WHAT TO WORK ON
Please recast the data from the line containing "Keypoint placement rule: for each instance of the pink" through the end of the data as a JSON list of strings, one string per line, with blank lines left out.

___ DATA LISTING

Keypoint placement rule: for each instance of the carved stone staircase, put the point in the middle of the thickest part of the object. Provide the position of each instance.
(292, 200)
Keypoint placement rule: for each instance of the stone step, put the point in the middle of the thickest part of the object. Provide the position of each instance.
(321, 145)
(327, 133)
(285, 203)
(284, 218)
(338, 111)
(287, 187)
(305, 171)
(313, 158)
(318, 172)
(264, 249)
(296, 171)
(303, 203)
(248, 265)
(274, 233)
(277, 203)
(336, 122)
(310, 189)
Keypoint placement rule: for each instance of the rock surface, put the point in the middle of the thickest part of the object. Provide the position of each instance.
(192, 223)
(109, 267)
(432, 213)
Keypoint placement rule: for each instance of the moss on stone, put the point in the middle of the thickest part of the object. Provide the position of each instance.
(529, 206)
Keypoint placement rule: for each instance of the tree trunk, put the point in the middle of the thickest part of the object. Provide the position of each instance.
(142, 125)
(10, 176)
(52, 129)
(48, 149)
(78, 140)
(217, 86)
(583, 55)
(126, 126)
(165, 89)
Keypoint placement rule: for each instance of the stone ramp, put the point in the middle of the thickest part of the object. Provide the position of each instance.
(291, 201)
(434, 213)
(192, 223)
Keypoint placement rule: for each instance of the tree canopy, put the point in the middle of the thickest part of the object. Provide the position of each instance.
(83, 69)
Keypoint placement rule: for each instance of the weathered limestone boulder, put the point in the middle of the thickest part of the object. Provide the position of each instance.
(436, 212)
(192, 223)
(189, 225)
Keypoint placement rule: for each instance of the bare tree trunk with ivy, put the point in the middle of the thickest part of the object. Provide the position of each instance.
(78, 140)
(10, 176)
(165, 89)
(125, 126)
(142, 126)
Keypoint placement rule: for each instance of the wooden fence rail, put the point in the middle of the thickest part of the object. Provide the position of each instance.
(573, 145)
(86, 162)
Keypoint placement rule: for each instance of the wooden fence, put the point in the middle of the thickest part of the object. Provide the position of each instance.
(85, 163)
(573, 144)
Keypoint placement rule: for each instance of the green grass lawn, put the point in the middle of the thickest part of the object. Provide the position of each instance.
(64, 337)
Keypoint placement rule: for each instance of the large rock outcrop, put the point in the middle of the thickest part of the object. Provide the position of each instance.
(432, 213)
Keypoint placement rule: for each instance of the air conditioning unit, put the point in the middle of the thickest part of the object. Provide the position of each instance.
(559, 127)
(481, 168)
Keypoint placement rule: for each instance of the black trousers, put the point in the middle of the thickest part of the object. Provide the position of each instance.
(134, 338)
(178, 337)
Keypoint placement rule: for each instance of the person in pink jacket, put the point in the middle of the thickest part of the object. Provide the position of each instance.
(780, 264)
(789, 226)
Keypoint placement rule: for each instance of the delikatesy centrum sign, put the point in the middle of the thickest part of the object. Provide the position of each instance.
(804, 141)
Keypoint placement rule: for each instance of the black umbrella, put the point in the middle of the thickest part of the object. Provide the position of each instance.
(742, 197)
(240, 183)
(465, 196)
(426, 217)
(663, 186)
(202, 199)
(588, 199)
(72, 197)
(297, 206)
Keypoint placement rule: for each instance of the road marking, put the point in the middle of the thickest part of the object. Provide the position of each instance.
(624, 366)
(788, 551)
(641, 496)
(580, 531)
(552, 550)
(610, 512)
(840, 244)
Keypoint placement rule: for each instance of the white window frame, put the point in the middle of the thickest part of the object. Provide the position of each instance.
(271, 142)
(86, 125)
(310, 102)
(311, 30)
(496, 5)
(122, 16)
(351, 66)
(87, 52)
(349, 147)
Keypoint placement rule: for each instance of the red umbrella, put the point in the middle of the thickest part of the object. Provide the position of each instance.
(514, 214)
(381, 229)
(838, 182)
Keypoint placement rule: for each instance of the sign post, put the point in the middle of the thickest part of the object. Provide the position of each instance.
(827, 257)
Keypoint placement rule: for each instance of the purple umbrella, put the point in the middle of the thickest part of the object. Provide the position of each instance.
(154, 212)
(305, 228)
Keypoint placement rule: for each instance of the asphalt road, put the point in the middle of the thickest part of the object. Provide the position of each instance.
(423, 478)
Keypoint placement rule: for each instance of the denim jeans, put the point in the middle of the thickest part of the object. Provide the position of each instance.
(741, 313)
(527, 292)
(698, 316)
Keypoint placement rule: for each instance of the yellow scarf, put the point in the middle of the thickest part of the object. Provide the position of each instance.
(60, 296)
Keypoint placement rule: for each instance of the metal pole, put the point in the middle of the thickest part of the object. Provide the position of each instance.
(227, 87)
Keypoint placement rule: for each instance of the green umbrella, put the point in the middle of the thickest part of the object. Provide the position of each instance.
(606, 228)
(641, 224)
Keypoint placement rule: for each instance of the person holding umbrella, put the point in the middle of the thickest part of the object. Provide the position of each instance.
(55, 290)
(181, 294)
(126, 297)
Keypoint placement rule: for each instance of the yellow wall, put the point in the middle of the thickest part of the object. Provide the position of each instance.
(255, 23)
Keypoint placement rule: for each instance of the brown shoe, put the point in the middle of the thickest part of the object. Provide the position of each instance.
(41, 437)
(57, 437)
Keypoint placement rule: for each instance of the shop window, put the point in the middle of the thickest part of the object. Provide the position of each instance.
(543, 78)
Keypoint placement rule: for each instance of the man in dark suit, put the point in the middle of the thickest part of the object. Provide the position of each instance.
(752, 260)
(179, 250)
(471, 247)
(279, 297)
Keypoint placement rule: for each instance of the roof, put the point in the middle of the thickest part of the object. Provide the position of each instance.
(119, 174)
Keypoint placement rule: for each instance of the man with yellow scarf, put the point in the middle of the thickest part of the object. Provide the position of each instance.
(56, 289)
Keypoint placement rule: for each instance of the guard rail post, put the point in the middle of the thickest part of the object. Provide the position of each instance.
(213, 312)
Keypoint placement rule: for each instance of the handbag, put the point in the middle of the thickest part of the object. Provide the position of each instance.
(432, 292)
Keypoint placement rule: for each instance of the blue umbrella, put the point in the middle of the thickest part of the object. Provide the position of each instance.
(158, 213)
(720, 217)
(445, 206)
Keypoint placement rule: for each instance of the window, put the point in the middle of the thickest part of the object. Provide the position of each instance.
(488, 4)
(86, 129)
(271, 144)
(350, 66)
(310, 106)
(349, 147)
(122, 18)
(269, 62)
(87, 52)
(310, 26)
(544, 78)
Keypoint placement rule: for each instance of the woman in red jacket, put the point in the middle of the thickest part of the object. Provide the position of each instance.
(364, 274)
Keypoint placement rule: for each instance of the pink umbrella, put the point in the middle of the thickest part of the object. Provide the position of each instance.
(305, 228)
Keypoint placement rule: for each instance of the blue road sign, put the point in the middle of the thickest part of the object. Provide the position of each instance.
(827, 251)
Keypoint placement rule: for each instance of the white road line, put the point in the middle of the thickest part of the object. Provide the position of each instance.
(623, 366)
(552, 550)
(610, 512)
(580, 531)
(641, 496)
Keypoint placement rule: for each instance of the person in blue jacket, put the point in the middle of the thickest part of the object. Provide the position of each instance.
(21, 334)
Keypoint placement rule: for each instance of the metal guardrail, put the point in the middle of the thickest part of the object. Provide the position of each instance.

______

EXERCISE RESPONSE
[
  "Keypoint placement rule: for each instance of the pink umbrella, put the point in the middle of the thickest part of the object. Provide the position of each instance.",
  "(305, 228)",
  "Keypoint placement rule: for each instance of the blue road sign, put the point in the middle of the thickest part of the object. Provide the position of each instance.",
  "(827, 251)",
  "Keypoint placement rule: for each instance of the white road line, put the point in the middle of the thickest part of the object. Provide the position of each instance.",
  "(623, 366)",
  "(552, 550)",
  "(610, 512)",
  "(580, 531)",
  "(641, 496)",
  "Keypoint placement rule: for each instance of the person in blue jacket, put the point in the middle of the thickest part of the object. Provide the position of each instance.",
  "(21, 334)",
  "Keypoint placement rule: for each instance of the metal guardrail, put the point in the middle of the thickest part of the object. Provide the position of each instance."
]